[Opening EXTRACT TO READ section]
My favorite Bob Gibson story is told by Tim McCarver, his long time catcher during the 1960s. McCarver, thinking Gibson needed a few words of advice during one particularly tough inning, called time and started out toward the mound. As he was half way out, Gibson, glaring, yelled "Hey, McCarver, where do you think you're going? Are you going to tell me how to pitch? The only thing you know about pitching is that you can't hit it! Now, get back behind the plate!"

Ryne Duren, a Yankee (among other teams) middle reliever during the late 1950s and early 1960s was an alcoholic, nearsighted (he wore Coke-bottle bottom glasses) flamethrower who took care of business before the action started.

As the on-deck hitter leaned on his bat watching him warm up, Duren would throw the last two of his warm-up pitches into the very top of the screen behind the catcher at 100 miles per hour.

I'm guessing the batter would swallow his tobaccy and try to look relaxed as he stepped over the chalk lines and into the box --- maybe two or three inches farther from the plate than usual.

Thing is, Gibson and Drysdale had the control to hit you in the kidney (NEVER the head) when they wanted. Duren couldn't hit a guy if he tried.

"A lesson for today's pitchers as they face Barry Bonds."

And impotently hit him in his 4-inch thick kevlar arm armor, then to watch as he gets another free pass to first base?

If crowding doesn't hurt (a lot) hitters will crowd and the brushback will either disappear or escalate to (in Satchel Paige's words): "throwing smoke at their yoke", which is worse for everyone.

John,

You may be right about Gibson. Have I been reFarbered?

I remember Duren well. It's true he couldn't hit you if he tried. What was terrifying about him was that he might hit you, at 100MPH, when he wasn't trying, but wanted to go off the plate outside. With Gibson or Drysdale the batter at least knew when he was in danger.

It's alleged, by the way, that there was a guy, whose name I've forgotten, worse than Duren. He could throw the ball so hard it went through the backstop. (I mean the wire cage, not the catcher). he was an Oriole farmhand who I think never made the majors.

Sidereal:

I see you have Charles at third base -- the hot corner.

Casey Stengel had two things to say about a Yankee third baseman during the mid 1950s, whose name escapes me:

"I hate guys who drive in two with their bat and then give up three with their gloves."
[Closing EXTRACT TO READ section]
[Opening SOURCE INFORMATION section]
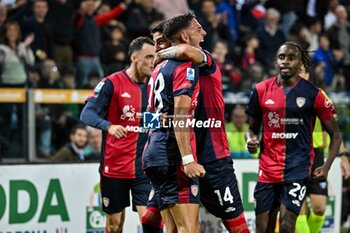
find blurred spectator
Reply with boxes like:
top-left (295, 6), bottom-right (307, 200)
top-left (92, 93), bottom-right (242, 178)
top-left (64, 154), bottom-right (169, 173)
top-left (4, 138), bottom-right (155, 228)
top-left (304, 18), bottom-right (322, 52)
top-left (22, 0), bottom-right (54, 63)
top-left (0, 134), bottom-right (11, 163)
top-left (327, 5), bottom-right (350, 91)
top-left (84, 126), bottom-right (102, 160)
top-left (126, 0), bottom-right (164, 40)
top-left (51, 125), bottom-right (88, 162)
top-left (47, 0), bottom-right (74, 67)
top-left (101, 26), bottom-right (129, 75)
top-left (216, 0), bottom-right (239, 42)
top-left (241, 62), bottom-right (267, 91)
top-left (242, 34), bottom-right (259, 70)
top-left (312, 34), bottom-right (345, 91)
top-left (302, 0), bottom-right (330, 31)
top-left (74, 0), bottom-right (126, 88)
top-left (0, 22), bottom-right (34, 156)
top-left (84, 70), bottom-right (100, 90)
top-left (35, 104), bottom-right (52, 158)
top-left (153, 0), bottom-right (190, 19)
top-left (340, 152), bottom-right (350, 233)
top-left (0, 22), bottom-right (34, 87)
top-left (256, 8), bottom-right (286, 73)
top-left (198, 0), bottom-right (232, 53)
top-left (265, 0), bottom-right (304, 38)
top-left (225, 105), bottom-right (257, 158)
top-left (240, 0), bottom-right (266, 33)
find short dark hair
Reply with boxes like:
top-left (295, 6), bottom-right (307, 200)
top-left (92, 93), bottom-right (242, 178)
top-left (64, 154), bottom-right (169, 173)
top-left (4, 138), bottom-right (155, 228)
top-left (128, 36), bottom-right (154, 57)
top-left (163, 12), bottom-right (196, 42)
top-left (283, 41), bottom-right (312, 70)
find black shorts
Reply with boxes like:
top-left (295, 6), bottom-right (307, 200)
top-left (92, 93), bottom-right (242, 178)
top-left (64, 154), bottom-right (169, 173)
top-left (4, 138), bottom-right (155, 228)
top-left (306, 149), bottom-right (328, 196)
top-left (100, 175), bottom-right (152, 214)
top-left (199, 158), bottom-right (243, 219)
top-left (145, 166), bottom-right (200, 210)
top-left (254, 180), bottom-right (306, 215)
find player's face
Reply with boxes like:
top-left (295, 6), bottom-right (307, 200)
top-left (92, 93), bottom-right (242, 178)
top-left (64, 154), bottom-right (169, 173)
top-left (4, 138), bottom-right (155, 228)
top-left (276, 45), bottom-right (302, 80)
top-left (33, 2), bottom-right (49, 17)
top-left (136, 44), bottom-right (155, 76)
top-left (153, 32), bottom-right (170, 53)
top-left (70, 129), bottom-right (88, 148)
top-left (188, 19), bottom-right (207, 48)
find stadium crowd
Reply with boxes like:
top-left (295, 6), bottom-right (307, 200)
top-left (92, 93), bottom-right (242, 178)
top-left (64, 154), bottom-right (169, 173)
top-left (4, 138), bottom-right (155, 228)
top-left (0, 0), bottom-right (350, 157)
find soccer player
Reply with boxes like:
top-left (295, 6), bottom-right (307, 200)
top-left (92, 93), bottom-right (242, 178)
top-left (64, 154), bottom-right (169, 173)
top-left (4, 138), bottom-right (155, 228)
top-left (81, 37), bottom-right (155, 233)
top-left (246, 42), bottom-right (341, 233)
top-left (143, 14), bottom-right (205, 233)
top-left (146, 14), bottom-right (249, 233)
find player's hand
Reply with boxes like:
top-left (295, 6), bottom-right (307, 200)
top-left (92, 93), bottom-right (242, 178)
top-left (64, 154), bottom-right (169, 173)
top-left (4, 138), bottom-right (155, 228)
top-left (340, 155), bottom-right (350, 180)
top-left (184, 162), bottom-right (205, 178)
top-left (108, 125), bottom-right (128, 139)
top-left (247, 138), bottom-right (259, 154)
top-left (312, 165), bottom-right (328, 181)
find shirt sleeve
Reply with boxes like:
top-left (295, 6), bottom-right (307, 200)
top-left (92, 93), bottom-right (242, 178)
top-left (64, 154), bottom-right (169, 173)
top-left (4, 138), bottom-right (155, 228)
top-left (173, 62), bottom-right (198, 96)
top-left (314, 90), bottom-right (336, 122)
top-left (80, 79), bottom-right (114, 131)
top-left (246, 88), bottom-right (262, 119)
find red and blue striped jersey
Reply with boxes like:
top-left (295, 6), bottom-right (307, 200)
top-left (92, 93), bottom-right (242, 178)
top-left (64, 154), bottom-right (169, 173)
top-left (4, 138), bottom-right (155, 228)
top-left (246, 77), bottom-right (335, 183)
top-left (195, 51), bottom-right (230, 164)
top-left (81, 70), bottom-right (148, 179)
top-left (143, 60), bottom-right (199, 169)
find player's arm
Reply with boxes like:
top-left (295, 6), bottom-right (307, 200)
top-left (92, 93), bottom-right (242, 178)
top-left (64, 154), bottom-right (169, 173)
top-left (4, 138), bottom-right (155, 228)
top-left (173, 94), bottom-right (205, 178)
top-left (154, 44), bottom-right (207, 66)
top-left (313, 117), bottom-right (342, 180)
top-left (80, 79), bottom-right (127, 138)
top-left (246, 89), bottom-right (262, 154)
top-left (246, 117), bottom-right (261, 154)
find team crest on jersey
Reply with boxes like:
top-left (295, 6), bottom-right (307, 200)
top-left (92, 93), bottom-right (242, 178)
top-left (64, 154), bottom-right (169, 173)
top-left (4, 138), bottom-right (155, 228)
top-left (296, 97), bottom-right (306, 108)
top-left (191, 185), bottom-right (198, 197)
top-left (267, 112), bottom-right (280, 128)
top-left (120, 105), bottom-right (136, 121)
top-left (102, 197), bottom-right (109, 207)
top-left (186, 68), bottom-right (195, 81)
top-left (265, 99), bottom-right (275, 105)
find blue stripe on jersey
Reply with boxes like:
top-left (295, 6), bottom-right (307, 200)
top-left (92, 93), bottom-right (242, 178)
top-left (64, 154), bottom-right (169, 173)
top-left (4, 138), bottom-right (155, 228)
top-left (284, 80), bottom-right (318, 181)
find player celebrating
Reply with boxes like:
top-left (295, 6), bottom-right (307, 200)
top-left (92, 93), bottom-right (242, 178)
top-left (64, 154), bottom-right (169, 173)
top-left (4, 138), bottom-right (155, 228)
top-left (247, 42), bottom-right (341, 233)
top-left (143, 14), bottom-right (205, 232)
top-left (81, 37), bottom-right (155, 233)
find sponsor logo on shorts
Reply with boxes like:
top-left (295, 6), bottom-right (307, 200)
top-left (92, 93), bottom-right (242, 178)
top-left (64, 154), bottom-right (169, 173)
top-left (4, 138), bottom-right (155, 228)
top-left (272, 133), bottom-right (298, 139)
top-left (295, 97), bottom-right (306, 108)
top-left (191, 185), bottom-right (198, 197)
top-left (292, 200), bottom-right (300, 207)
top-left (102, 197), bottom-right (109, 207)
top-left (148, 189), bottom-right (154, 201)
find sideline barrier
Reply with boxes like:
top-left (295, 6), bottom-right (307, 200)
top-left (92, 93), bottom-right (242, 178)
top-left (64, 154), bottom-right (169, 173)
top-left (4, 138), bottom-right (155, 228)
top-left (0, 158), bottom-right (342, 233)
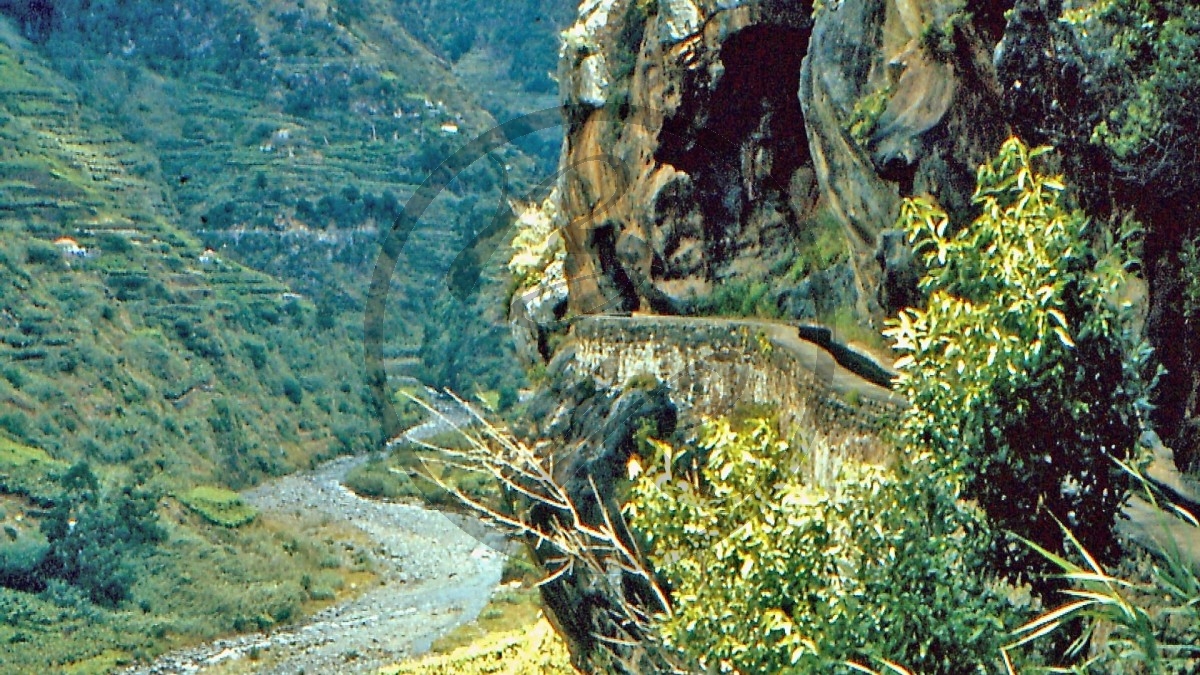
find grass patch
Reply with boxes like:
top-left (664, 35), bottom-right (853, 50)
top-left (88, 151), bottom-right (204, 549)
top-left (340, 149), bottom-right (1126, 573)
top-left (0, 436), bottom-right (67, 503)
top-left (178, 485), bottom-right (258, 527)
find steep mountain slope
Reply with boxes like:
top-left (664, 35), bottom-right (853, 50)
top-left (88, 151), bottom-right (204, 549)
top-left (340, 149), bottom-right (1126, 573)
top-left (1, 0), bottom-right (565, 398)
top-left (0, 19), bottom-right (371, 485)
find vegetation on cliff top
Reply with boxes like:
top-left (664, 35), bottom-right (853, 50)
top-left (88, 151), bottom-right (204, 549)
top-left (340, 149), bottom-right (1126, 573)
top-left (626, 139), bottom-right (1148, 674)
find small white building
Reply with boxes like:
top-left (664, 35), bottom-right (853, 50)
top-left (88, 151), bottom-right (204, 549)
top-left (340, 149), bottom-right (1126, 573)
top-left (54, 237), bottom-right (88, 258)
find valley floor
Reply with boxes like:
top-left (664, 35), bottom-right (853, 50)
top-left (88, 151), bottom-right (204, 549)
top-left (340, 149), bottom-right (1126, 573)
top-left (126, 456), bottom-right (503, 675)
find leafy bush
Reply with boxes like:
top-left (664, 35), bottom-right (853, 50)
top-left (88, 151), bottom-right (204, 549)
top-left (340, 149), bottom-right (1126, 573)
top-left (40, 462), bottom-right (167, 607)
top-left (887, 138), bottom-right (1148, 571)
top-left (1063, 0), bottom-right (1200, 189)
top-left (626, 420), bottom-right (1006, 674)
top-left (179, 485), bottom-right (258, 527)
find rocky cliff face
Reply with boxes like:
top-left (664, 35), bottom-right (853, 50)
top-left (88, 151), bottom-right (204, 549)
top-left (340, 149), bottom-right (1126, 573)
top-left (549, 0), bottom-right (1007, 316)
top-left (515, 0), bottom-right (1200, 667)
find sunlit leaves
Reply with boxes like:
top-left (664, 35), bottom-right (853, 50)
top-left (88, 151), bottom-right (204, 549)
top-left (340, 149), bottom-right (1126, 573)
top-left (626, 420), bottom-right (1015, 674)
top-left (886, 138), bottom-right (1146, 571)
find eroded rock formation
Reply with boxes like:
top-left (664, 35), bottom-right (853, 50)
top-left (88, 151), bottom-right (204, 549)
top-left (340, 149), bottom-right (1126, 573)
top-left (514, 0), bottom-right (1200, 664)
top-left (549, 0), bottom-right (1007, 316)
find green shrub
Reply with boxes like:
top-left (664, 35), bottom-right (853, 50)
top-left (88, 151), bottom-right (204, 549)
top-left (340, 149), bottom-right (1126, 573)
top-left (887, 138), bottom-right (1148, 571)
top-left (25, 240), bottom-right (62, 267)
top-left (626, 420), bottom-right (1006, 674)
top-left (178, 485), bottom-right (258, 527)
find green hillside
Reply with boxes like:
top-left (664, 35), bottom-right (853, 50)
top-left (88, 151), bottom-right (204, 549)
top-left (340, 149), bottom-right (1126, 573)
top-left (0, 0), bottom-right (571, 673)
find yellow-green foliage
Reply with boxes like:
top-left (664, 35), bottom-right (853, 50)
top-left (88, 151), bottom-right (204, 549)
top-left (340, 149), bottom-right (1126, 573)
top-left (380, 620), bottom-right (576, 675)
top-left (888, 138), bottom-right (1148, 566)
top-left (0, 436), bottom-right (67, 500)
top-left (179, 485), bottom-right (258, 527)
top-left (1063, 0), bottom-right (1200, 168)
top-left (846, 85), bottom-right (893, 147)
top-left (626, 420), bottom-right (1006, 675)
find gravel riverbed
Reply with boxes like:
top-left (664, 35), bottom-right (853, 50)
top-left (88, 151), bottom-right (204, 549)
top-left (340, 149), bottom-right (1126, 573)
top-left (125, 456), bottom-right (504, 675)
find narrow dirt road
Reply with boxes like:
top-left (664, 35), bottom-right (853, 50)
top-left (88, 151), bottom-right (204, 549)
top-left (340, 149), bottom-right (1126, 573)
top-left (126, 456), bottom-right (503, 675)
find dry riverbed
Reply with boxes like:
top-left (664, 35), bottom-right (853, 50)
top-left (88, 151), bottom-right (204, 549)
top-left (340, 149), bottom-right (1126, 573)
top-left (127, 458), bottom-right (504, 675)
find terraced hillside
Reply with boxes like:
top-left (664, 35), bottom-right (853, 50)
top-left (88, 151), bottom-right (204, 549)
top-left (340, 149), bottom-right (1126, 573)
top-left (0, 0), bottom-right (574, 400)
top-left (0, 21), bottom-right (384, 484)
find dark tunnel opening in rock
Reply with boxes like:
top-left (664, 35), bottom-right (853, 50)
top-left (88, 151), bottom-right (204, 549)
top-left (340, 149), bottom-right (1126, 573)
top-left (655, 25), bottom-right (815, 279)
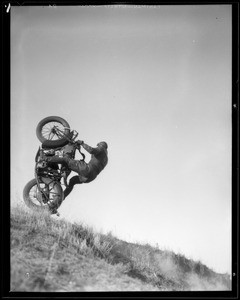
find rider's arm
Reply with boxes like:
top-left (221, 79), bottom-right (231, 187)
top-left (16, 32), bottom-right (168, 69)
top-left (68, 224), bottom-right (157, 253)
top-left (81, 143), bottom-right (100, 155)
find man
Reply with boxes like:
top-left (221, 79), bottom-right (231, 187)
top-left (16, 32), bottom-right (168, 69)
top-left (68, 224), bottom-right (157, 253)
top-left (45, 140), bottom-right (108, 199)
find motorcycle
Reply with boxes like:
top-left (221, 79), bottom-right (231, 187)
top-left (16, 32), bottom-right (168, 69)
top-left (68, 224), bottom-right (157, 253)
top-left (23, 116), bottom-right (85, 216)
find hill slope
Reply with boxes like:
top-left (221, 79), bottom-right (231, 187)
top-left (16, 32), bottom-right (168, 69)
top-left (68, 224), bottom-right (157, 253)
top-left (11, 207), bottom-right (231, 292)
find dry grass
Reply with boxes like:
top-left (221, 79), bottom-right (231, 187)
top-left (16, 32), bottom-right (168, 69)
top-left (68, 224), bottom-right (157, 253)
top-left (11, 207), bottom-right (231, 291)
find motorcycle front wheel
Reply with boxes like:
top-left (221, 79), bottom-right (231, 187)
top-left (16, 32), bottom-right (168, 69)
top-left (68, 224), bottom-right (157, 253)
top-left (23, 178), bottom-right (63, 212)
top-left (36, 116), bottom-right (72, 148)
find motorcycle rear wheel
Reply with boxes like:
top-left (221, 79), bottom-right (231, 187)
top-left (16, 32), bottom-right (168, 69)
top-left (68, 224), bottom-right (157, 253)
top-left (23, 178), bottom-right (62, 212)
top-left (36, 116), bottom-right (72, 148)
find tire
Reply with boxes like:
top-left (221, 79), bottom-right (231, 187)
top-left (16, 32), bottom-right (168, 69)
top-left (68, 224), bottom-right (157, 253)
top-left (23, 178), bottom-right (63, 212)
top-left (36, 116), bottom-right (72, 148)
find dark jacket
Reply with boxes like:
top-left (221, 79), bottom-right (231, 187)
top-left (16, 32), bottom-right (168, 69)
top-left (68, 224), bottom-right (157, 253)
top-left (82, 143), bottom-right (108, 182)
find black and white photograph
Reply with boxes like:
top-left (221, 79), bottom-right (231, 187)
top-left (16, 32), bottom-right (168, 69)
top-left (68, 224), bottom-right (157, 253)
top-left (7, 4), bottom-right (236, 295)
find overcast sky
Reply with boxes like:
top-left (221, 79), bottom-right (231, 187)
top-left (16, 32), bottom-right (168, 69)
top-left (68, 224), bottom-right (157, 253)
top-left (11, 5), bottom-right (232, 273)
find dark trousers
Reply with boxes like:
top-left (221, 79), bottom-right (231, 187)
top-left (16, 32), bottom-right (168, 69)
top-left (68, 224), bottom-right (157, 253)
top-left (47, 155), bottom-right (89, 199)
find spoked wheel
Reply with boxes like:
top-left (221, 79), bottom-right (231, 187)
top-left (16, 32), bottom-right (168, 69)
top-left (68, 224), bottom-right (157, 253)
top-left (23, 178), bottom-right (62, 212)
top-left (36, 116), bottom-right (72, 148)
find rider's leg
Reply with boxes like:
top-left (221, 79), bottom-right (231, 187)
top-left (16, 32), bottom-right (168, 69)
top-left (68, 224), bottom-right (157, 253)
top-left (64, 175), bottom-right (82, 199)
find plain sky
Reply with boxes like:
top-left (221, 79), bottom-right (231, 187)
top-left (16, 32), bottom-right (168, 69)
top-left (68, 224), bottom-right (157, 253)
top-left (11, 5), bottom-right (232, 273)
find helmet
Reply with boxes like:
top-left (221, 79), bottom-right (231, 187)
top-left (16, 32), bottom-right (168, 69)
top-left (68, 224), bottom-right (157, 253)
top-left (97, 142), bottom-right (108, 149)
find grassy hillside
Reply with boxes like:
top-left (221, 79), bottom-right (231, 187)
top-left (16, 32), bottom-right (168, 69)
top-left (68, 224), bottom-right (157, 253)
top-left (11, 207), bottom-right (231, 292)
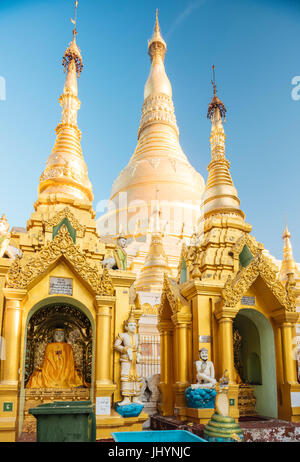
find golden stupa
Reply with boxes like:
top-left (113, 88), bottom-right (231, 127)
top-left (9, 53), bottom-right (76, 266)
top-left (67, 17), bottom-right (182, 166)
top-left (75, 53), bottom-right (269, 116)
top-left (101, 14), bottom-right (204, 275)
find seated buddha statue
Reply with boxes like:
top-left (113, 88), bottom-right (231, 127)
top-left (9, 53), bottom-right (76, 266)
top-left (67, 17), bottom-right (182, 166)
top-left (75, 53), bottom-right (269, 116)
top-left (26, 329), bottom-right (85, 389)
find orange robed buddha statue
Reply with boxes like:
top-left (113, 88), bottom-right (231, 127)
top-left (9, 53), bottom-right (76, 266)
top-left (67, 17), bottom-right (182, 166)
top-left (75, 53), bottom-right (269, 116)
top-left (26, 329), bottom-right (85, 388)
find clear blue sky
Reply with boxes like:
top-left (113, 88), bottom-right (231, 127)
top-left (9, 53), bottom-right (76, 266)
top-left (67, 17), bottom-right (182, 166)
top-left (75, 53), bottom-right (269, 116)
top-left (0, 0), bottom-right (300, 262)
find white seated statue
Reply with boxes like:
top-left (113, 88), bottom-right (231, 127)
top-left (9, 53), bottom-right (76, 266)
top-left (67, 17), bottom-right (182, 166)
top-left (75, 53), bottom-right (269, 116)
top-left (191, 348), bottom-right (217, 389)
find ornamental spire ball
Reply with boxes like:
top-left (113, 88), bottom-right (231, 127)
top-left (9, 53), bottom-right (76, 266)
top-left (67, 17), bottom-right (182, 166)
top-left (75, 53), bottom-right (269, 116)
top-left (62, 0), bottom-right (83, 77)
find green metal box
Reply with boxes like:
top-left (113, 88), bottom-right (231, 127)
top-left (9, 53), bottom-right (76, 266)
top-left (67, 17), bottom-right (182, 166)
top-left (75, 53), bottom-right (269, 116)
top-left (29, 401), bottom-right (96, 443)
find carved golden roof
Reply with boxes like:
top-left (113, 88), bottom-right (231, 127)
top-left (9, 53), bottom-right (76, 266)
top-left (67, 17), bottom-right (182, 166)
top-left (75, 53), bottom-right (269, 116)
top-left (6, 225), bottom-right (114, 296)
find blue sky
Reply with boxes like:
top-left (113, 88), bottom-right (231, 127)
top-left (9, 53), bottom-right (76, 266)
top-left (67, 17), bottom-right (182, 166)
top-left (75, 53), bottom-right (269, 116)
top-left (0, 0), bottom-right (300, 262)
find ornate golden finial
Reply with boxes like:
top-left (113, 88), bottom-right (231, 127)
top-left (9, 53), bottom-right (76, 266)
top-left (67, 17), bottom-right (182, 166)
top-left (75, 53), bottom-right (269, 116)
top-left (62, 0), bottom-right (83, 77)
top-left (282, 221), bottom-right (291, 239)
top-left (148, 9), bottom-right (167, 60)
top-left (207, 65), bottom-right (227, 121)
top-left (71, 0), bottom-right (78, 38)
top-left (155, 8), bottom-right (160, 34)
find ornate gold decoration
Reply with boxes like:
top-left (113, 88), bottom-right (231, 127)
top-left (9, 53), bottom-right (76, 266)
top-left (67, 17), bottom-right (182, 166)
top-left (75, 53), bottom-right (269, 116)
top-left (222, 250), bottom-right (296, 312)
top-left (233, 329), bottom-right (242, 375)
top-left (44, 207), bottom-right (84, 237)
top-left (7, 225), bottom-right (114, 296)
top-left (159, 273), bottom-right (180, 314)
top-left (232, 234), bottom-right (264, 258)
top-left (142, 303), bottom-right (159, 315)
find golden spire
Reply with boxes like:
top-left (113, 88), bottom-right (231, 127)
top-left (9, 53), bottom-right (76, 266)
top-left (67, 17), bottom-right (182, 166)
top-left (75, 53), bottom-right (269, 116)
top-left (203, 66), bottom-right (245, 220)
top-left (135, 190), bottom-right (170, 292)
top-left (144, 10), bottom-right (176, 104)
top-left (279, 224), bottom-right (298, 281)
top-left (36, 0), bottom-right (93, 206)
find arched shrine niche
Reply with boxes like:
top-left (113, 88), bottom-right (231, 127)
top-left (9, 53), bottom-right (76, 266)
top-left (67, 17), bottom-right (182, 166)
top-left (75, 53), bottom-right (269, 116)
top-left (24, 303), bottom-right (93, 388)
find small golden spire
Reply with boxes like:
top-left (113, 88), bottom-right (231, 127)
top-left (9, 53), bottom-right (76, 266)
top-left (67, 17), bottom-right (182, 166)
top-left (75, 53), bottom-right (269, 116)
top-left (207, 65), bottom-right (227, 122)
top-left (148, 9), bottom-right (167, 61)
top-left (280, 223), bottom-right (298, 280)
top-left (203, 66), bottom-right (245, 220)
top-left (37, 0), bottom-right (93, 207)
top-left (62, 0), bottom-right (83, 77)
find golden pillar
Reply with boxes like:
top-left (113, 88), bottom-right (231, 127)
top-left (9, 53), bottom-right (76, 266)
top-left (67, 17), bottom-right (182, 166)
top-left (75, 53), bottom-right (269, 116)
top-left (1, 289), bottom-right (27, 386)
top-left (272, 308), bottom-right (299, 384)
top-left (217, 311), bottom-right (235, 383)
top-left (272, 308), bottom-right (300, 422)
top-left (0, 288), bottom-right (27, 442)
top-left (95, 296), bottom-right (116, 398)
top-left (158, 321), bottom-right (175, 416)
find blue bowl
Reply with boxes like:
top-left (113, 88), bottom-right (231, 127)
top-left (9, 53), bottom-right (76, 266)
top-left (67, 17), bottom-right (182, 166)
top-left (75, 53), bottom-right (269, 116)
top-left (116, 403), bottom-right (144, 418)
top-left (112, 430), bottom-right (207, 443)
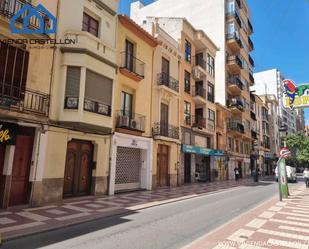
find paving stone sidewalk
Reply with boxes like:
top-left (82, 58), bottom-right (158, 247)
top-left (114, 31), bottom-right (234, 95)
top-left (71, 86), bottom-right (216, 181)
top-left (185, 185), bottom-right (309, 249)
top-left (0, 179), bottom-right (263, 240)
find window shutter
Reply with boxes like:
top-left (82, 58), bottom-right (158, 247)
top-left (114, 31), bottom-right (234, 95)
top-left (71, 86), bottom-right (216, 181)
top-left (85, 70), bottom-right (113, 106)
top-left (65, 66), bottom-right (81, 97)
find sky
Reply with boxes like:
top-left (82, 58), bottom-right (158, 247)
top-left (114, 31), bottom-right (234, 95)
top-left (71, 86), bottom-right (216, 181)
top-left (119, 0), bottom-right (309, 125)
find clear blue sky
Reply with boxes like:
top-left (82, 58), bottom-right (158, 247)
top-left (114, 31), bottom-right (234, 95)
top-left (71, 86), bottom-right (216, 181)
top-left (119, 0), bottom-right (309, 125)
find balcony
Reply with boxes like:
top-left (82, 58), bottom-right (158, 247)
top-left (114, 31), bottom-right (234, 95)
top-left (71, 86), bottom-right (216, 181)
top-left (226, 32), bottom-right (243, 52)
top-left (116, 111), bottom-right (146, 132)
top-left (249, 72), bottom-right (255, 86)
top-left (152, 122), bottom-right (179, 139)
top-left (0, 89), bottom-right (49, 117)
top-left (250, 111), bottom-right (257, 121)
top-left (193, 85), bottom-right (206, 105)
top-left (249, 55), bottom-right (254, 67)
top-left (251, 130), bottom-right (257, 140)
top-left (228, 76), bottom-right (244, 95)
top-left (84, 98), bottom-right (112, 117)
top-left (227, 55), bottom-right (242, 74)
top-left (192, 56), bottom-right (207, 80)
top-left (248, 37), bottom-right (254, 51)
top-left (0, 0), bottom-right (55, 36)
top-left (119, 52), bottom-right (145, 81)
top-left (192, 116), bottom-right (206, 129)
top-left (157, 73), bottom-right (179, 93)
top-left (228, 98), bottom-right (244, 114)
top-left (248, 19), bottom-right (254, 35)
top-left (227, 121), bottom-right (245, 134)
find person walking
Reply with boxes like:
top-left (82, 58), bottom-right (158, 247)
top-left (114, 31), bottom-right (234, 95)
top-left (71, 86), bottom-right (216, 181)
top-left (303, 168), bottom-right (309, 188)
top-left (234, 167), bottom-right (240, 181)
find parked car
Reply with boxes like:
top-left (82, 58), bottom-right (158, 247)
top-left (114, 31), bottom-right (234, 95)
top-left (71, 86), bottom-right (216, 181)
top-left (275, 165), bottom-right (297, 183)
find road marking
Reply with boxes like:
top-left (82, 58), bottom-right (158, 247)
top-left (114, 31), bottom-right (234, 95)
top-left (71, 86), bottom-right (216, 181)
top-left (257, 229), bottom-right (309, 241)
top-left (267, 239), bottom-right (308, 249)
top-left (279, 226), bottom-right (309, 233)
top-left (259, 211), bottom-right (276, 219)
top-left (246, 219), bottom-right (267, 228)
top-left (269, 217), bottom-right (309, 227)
[Closing SOURCE INFORMATION section]
▶ **ACTIVITIES**:
• 1. Update everything in the baseball passage from "You may be right" down to "was in danger.", putting "frightening" in place of "terrifying".
• 2. According to the baseball passage, where did Duren throw the last two of his warm-up pitches?
• 3. Proceed with the baseball passage, continuing from where it stops.
The data items are separate material and have no connection to the baseball passage.

▶ **RESPONSES**:
• 1.
You may be right about Gibson. Have I been reFarbered?

I remember Duren well. It's true he couldn't hit you if he tried. What was frightening about him was that he might hit you, at 100MPH, when he wasn't trying, but wanted to go off the plate outside. With Gibson or Drysdale the batter at least knew when he was in danger.

• 2. Into the very top of the screen behind the catcher, at 100 miles per hour.

• 3.
and

"He plays third so badly that he's ruined the position for everyone."

Those were jokes, folks!

After all, Casey was a guy who contrived when he was an outfielder way back when to place a bird under his cap and when the crowd cheered a catch he made, he doffed the cap and bowed, as the bird flew away, delighting everyone.

It would be cool if Charles showed up now and pinch-hit a three-run homer.

:

"he might hit you, at 100MPH, when he wasn't trying, but wanted to go off the plate outside."

This sounds like the policy Tom Friedman endorsed after 9/11 - we should act a little unhinged so everyone will want to keep out of our way.

"a guy .... worse than Duren"

Steve Dalkowski. A lefty in the Orioles organization.

My grandfather used to tell me that if I spent as much time and effort on my homework as I did studying the backs of baseball cards, I would go far.

Unfortunately, he was right.

"the only real athlete..."

Funny thing is that I was immediately shocked to see that, but I guess nowadays I am an athlete. It is funny how your gradeschool picture of yourself gets stuck.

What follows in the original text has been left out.